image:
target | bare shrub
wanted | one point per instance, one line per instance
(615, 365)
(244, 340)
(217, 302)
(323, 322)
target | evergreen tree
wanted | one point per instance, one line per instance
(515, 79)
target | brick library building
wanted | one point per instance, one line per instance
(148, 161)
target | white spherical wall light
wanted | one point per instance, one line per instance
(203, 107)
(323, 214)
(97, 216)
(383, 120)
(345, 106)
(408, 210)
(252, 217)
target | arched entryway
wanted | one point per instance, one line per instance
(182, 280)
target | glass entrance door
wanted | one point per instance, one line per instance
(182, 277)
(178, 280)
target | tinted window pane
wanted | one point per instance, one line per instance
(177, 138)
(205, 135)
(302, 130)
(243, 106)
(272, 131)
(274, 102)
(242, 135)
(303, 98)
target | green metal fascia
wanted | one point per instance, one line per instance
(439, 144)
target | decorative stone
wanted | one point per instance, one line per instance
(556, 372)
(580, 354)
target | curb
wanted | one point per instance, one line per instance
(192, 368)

___

▶ _WHAT YOU NEED TO DO_: Rewrite every line of the material above as a numbered list, omitting any blank lines.

▶ _TASK ANSWER_:
1. image:
2. target | bare shrub
3. wanted | one point per instance, one line per instance
4. (615, 365)
5. (244, 340)
6. (217, 302)
7. (323, 322)
8. target | evergreen tree
9. wanted | one point per instance, one line per instance
10. (515, 79)
11. target | brick library building
12. wanted | one point per instance, one line per instance
13. (148, 161)
14. target | white spherical wall light
15. wanted | one point per instance, one line per instance
16. (203, 107)
17. (323, 214)
18. (97, 216)
19. (383, 120)
20. (345, 106)
21. (408, 210)
22. (252, 217)
23. target | arched entryway
24. wanted | one point per instance, one line per instance
25. (182, 280)
26. target | glass entrance door
27. wanted | one point per instance, one line per instance
28. (182, 277)
29. (178, 280)
30. target | tinted window pane
31. wanted | one point per instance, one line per instance
32. (177, 138)
33. (205, 135)
34. (302, 130)
35. (243, 106)
36. (272, 131)
37. (274, 102)
38. (242, 135)
39. (303, 98)
40. target | green metal fascia
41. wanted | one point per instance, one line per instance
42. (439, 144)
43. target | decorative stone
44. wanted | one point per instance, one line per instance
45. (556, 372)
46. (580, 354)
47. target | curb
48. wanted | one point per instance, one line per instance
49. (192, 368)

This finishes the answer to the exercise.